Given records
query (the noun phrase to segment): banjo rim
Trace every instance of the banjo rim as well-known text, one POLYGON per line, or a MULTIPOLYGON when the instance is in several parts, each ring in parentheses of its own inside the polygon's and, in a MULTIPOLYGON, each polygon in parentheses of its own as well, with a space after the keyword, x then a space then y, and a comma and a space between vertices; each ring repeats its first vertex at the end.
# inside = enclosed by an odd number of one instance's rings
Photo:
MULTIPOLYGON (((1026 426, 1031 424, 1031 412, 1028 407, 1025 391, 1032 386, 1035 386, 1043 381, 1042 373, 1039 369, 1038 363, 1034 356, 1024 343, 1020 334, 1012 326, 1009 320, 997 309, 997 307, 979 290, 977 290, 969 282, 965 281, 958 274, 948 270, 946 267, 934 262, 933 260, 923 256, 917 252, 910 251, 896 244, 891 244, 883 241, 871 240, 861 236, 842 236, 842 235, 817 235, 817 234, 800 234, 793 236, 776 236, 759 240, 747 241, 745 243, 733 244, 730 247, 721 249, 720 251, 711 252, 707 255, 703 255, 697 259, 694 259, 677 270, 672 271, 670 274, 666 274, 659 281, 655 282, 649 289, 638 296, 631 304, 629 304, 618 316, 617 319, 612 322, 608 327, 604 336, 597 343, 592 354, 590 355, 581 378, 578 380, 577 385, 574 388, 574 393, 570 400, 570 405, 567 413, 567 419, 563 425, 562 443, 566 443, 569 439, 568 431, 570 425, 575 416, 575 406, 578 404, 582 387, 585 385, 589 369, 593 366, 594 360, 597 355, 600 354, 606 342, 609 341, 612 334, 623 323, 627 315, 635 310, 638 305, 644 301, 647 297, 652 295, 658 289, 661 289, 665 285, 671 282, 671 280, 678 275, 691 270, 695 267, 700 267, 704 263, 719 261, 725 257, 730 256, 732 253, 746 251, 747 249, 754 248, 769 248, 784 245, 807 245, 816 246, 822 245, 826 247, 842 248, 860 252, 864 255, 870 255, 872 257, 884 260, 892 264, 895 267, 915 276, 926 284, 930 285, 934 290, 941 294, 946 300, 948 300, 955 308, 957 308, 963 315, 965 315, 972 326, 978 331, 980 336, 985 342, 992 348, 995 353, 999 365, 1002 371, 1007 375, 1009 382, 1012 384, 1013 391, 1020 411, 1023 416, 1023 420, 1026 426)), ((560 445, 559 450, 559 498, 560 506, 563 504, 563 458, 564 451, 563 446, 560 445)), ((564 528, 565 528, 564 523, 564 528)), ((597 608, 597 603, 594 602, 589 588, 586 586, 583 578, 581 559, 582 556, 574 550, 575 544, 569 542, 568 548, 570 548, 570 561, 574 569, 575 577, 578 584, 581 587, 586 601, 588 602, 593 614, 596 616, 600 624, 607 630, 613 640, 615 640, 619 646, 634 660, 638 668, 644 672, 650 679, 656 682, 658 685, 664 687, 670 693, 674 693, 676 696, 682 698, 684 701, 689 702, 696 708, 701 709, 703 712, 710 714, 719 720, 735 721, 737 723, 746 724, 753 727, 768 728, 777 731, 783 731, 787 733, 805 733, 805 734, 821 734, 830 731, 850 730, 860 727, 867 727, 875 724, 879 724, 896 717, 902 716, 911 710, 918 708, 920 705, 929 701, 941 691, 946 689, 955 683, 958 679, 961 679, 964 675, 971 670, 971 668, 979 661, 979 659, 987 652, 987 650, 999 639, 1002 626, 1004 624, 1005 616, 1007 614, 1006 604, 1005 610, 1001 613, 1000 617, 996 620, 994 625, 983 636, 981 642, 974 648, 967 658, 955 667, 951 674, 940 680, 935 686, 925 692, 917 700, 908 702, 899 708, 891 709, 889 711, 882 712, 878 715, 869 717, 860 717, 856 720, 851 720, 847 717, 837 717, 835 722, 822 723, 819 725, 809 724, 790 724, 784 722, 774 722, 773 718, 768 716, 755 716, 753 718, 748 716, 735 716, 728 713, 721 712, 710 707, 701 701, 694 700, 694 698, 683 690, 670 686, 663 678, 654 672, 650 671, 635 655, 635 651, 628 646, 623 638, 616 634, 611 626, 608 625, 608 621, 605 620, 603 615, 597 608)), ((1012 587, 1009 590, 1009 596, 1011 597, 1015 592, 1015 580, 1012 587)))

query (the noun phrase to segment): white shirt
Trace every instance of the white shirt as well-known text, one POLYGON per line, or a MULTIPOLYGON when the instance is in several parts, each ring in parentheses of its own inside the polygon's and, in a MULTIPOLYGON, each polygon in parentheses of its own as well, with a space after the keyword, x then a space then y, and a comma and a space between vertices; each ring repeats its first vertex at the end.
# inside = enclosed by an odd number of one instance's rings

What this task involves
Would you please return all lines from the listing above that contain "vertex"?

Response
Trace every instance of the banjo rim as well-known text, one POLYGON per line, or a MULTIPOLYGON when the instance is in several parts, each ring in parentheses of its own inside the polygon's and, in a MULTIPOLYGON, each polygon in parentheses of its own as well, with a space after the keyword, x then a space then y, and a comma and a space between vertices; each ring repeats its first vertex at the end.
Trace every instance of the white shirt as well-known text, one POLYGON per line, or a MULTIPOLYGON when the instance is in several parts, each ring in parentheses of its own inside the polygon's and, in a MULTIPOLYGON, each polygon in parentheses of its own as well, with a space after the keyword, x then a space then y, and a comma and a space between vertices; each ring repeats its first vertex at the end.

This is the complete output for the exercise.